▸ WHAT TO PRODUCE
Give the listing below again in full, exactly as written.

Data items
# # # # # # #

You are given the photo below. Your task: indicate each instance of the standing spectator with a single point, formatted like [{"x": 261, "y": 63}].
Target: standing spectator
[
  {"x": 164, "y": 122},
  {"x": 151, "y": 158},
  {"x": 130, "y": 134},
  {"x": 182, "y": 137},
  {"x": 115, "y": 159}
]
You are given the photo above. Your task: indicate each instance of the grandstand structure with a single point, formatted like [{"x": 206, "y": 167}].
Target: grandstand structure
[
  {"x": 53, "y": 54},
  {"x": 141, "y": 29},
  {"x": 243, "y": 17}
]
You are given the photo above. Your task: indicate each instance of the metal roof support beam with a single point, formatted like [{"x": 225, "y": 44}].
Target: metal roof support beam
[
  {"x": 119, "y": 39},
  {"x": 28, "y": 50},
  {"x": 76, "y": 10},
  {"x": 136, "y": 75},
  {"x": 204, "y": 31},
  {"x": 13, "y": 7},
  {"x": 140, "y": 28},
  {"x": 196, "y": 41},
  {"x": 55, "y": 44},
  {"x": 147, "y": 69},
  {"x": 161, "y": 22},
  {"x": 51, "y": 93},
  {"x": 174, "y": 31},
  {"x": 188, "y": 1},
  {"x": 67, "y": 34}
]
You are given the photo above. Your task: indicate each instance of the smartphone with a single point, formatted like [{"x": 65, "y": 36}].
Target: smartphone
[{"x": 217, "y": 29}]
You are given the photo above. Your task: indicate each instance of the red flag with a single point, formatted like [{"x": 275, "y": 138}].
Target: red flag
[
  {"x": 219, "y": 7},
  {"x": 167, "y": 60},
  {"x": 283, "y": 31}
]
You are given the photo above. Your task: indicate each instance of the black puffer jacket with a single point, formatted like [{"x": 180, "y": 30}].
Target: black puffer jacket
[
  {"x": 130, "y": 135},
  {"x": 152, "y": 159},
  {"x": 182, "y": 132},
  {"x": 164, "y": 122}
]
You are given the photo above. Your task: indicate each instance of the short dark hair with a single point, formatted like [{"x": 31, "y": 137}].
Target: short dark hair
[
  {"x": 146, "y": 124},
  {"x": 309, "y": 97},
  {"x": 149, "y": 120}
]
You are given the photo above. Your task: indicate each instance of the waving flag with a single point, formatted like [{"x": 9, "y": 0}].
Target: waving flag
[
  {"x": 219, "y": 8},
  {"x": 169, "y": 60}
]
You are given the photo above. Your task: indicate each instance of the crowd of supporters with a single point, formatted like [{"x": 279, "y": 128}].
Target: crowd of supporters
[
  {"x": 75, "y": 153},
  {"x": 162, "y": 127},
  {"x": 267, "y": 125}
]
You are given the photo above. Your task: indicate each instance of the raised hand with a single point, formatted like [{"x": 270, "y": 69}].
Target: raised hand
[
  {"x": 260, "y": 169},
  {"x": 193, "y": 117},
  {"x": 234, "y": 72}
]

# # # # # # #

▸ TASK OUTPUT
You are given the photo below. Your task: indicate each instance of the standing spectator with a single point, formatted like [{"x": 261, "y": 63}].
Target: standing spectator
[
  {"x": 164, "y": 122},
  {"x": 151, "y": 158},
  {"x": 130, "y": 134},
  {"x": 182, "y": 137},
  {"x": 115, "y": 159}
]
You are given the photo above. Your task: indicate each instance of the grandstand structure with a single point, formatted like [{"x": 206, "y": 167}].
Target: grandstand structure
[
  {"x": 53, "y": 54},
  {"x": 141, "y": 29},
  {"x": 243, "y": 17}
]
You are given the photo above. Your task: indicate each instance of the metal roof support beam with a single point, formatted like [{"x": 225, "y": 44}].
Target: metal roof support beam
[
  {"x": 119, "y": 39},
  {"x": 28, "y": 50},
  {"x": 76, "y": 10},
  {"x": 136, "y": 75},
  {"x": 204, "y": 31},
  {"x": 13, "y": 7},
  {"x": 140, "y": 28},
  {"x": 196, "y": 41},
  {"x": 55, "y": 44},
  {"x": 147, "y": 69},
  {"x": 161, "y": 22},
  {"x": 51, "y": 93},
  {"x": 174, "y": 31},
  {"x": 188, "y": 1},
  {"x": 67, "y": 34}
]
You are given the photo above. Your task: indicate each instance of the smartphone with a single point, formatted like [{"x": 65, "y": 36}].
Target: smartphone
[{"x": 217, "y": 29}]
You are given the photo above. Your task: indicate each instance of the red flag with a single point, formatted like [{"x": 275, "y": 138}].
Target: red flag
[
  {"x": 219, "y": 7},
  {"x": 167, "y": 60},
  {"x": 283, "y": 31}
]
You are given the photo above. Your task: indicate each instance of the black puffer jacket with a single point, formatted like [{"x": 180, "y": 30}].
Target: black puffer jacket
[
  {"x": 130, "y": 135},
  {"x": 152, "y": 159},
  {"x": 182, "y": 132},
  {"x": 164, "y": 122}
]
You are given the photo above. Your task: indicate each instance of the short dark hair with a single point, formatted like [{"x": 31, "y": 137}].
Target: short dark hair
[
  {"x": 146, "y": 124},
  {"x": 309, "y": 97},
  {"x": 149, "y": 120}
]
You are given the photo above. Your task: indicate each instance of the waving flag with a single point, formatted like [{"x": 9, "y": 0}].
Target: waving flag
[
  {"x": 219, "y": 8},
  {"x": 169, "y": 60}
]
You are given the photo above. Your task: indicate each instance of the crowd of supporters with a single point, formatted like [{"x": 279, "y": 128}].
Target: crowd of supporters
[
  {"x": 75, "y": 153},
  {"x": 162, "y": 127},
  {"x": 267, "y": 125}
]
You are given the photo above. Your task: indicate each instance of the raised hand with a single point, formatted like [{"x": 270, "y": 69}].
Target: raised hand
[
  {"x": 260, "y": 169},
  {"x": 193, "y": 117},
  {"x": 234, "y": 72}
]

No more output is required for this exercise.